ACTIVITY:
Write out the stretch of lines below that begins at the line with "Query: red tail light lens" and ends at the line with "of the side", including both, exactly as given and nothing more.

EXTRACTED DATA:
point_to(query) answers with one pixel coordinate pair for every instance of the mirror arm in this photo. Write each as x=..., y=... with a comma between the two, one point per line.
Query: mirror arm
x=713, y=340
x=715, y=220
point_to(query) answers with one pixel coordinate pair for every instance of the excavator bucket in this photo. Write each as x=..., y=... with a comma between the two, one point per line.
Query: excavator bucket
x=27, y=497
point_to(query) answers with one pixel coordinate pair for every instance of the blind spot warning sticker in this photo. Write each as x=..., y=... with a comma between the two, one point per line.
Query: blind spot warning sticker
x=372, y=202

---

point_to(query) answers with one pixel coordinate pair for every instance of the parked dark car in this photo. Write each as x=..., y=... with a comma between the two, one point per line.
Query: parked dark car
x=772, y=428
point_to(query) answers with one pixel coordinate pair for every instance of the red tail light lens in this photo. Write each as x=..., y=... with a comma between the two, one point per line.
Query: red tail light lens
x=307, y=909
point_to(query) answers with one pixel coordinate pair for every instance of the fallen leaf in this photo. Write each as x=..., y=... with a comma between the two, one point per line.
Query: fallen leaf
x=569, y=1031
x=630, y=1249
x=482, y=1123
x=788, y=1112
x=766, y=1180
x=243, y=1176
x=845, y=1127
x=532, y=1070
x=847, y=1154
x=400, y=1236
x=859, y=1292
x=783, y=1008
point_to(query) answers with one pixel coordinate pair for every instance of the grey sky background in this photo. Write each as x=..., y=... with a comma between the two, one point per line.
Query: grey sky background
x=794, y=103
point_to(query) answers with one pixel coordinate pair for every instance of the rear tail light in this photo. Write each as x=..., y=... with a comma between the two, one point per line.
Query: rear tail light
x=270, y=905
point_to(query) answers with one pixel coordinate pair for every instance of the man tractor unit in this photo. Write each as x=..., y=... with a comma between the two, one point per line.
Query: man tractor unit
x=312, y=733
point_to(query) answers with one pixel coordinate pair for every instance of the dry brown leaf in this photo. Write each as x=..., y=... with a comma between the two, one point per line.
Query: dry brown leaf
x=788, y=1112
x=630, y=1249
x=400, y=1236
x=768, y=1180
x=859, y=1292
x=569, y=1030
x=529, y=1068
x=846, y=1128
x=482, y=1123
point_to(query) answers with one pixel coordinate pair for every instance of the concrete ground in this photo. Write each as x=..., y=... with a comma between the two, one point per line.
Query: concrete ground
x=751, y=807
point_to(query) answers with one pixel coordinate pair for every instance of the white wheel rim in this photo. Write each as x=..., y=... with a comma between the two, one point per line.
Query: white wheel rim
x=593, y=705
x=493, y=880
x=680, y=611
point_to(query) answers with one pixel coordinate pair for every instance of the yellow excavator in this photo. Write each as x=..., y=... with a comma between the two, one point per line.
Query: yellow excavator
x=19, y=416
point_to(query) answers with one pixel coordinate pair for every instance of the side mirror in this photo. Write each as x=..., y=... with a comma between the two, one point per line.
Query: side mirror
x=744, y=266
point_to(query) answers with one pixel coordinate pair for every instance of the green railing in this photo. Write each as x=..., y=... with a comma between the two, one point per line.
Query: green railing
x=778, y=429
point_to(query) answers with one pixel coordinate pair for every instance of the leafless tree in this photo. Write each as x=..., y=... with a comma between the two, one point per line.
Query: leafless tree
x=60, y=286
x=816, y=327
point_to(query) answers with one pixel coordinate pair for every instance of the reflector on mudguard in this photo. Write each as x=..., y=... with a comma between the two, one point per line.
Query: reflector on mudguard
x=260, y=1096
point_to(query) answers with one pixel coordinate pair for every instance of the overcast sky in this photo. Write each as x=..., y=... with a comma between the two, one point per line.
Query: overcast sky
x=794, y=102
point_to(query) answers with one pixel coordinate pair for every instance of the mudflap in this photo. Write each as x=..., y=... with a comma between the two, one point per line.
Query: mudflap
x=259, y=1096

EXERCISE SOLUTION:
Query: red tail light lens
x=307, y=909
point_to(query) answers with one pixel coordinate pair for every instance of the fallen leaf in this photo. Write each as x=..., y=... with a comma between the two, one point per line.
Query: fallen leaf
x=569, y=1031
x=630, y=1249
x=482, y=1123
x=788, y=1112
x=766, y=1180
x=243, y=1176
x=845, y=1127
x=532, y=1070
x=847, y=1154
x=400, y=1236
x=859, y=1292
x=783, y=1008
point_to(query) answers with one pixel coordinate pair for every instance of the grey sky background in this photo. Write each as x=..., y=... with a comma between the two, one point per line.
Query: grey sky background
x=794, y=103
point_to(query) answers with one pixel coordinate pair for every instance of the rear tail light in this photo. Write each as x=..., y=... with a comma between the two, one point per line.
Query: rear tail light
x=270, y=905
point_to(query) answers with one pixel coordinate pair for every instance of the man tractor unit in this photo. Write each as x=..., y=... with a comma between the two, one point per line.
Query: man tractor unit
x=312, y=733
point_to(query) answers with one pixel coordinate pair for every instance of the dry brown leaf in this photo. Write each as x=..., y=... with a comma between the two, one point per line.
Query: dry brown leaf
x=788, y=1112
x=630, y=1249
x=400, y=1236
x=768, y=1180
x=859, y=1292
x=569, y=1030
x=529, y=1068
x=846, y=1128
x=482, y=1123
point_to(query) answers with one pixel coordinate pair for every instance of the concrete ground in this photo. Write each as x=..., y=... with a comma between the two, one point per line.
Query: concrete ground
x=751, y=807
point_to(query) answers with one pixel coordinate pair for every instance of the white wheel rim in this photo. Write each as x=..., y=... with a comma between the two, one point per line.
Query: white wheel rim
x=593, y=705
x=493, y=880
x=680, y=611
point_to(query) answers with one pixel coordinate pair for every instance of the yellow excavator in this photo. Write each as x=..., y=... with a comma between the two, one point per line.
Query: yellow excavator
x=19, y=416
point_to(query) answers with one pixel coordinate pair for every instance of the side mirror in this photo. Write each as x=..., y=... with a comma between the two, one point per line.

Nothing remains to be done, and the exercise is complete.